*** Begin section ***

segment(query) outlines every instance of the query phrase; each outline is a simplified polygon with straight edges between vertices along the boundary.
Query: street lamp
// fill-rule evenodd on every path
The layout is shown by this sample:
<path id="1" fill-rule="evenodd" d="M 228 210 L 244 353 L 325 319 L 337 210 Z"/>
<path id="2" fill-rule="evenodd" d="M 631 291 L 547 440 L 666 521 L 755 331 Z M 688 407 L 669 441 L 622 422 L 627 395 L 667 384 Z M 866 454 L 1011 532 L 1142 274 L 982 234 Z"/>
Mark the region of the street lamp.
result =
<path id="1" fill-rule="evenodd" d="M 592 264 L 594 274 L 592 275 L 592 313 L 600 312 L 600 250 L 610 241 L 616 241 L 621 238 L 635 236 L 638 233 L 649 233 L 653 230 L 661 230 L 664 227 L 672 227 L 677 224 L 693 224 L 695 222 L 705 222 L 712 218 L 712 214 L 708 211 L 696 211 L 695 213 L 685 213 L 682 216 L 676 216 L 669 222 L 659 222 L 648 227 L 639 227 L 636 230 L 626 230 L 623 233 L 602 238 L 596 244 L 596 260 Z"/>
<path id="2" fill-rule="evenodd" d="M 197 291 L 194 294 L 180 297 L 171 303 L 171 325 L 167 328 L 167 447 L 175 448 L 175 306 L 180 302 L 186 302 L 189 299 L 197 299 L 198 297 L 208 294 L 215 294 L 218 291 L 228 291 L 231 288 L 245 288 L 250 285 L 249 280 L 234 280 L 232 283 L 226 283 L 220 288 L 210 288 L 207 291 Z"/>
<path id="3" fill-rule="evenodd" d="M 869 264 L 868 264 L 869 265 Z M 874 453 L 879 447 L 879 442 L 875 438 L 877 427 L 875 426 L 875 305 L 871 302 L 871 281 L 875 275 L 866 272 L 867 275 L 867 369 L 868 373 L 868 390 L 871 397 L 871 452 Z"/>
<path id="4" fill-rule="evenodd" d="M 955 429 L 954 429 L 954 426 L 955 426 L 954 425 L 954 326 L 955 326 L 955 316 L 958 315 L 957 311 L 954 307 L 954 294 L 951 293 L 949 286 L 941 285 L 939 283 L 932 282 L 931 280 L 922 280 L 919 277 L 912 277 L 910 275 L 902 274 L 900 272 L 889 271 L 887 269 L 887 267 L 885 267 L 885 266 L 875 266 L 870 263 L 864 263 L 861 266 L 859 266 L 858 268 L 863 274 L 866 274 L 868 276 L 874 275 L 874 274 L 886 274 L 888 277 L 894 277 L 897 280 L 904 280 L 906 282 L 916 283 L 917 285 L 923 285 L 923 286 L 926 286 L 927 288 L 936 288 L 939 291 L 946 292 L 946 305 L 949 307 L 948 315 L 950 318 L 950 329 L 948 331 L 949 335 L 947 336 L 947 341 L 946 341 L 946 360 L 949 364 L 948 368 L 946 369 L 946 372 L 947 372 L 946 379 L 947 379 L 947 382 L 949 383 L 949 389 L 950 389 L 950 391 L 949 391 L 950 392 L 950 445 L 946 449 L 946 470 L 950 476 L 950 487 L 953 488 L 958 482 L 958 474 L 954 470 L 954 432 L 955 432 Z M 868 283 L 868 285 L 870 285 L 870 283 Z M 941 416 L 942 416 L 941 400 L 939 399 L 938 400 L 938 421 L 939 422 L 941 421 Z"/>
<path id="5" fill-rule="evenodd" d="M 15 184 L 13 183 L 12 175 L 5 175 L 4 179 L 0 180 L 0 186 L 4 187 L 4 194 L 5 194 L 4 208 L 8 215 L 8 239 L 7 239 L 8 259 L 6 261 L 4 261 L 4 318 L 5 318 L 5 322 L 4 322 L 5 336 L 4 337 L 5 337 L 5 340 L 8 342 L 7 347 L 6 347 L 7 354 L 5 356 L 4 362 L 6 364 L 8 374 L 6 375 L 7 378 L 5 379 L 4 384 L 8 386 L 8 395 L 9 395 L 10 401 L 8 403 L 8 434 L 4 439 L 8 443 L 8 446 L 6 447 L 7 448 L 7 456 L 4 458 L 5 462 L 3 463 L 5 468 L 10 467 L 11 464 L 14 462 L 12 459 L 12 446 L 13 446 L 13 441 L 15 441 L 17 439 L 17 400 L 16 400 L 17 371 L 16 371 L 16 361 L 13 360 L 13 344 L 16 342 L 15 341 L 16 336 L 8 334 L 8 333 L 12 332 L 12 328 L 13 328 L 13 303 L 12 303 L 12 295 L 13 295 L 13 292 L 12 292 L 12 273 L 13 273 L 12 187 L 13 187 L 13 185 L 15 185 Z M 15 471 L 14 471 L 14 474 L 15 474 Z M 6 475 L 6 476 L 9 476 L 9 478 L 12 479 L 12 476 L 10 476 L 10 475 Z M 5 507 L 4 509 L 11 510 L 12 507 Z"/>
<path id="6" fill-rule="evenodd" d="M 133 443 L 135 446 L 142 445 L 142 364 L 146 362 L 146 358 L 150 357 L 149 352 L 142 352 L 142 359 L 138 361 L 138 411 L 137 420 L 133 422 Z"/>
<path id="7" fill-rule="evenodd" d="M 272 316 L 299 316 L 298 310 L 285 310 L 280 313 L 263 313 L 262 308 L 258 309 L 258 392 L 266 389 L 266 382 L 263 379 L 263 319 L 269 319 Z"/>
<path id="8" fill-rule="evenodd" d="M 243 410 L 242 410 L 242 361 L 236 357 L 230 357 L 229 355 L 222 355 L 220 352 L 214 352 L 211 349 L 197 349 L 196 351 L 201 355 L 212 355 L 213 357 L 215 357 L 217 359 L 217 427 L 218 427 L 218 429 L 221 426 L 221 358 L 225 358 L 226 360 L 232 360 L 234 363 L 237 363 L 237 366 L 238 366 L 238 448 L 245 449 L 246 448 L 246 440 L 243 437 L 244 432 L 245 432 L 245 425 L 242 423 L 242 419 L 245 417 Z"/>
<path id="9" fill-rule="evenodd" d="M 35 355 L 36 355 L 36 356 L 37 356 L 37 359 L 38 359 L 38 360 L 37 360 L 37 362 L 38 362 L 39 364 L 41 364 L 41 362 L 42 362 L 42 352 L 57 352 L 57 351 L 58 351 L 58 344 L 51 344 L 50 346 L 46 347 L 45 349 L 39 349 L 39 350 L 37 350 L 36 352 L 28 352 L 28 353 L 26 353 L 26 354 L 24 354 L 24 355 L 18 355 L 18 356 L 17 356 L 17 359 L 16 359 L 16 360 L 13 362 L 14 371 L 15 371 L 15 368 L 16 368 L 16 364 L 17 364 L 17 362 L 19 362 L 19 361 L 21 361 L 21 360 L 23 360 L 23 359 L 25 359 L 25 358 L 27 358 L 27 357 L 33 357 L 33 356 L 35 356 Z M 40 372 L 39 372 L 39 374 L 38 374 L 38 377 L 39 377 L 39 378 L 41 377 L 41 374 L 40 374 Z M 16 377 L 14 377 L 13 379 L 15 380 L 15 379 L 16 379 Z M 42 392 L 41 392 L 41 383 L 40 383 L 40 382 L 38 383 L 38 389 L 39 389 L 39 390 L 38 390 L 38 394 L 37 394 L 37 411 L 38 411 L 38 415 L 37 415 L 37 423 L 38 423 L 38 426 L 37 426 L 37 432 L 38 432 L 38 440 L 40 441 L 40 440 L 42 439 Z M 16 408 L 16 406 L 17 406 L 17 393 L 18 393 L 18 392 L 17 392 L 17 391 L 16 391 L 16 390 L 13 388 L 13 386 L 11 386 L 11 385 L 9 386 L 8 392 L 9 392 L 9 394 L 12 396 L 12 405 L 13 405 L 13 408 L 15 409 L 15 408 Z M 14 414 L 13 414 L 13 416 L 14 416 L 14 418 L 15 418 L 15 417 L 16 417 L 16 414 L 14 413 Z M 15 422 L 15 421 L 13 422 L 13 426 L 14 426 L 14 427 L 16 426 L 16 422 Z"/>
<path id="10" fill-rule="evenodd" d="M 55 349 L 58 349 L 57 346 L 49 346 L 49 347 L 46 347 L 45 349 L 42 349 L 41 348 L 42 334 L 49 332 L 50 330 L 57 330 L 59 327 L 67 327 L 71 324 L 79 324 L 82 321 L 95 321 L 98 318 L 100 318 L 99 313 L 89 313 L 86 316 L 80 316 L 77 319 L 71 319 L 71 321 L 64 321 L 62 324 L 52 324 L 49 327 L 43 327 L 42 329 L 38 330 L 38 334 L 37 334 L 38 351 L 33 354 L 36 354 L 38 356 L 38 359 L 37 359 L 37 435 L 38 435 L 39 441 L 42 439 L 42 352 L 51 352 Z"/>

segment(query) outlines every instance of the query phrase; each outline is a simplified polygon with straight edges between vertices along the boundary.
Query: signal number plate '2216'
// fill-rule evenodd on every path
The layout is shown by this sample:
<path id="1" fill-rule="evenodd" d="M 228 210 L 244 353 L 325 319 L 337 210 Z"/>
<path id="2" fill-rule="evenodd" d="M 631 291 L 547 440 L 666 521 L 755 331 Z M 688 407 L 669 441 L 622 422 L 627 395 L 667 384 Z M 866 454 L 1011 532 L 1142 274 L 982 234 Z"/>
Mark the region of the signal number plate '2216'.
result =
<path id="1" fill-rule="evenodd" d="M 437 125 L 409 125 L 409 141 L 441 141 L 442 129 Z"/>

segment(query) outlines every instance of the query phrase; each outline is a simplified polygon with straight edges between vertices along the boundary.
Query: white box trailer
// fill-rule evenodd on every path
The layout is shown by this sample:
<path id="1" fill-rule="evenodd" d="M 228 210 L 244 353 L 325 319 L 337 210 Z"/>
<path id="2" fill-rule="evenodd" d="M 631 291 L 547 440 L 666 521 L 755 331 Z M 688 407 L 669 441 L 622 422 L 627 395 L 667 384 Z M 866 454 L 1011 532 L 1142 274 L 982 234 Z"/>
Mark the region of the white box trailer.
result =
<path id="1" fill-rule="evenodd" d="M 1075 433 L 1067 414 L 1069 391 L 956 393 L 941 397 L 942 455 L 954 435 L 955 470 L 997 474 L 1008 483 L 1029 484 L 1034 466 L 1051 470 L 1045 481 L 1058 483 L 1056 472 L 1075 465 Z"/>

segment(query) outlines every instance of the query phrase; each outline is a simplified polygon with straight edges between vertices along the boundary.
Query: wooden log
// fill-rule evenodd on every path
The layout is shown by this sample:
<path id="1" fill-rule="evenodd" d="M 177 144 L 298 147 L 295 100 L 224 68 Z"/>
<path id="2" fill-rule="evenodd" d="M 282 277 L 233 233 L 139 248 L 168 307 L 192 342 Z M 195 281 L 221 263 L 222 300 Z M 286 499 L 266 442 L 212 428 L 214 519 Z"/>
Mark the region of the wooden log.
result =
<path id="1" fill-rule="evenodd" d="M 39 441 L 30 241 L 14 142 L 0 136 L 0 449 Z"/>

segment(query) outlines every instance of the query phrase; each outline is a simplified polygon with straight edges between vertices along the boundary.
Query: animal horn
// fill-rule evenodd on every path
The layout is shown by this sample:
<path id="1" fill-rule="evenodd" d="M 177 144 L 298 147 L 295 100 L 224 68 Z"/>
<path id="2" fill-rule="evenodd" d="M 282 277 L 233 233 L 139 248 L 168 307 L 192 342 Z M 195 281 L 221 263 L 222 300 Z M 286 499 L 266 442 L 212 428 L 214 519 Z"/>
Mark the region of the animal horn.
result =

*** End section ***

> _What this task involves_: Which lines in the listing above include the string "wooden"? Copy each of them.

> _Exercise answer_:
Query: wooden log
Mark the region of the wooden log.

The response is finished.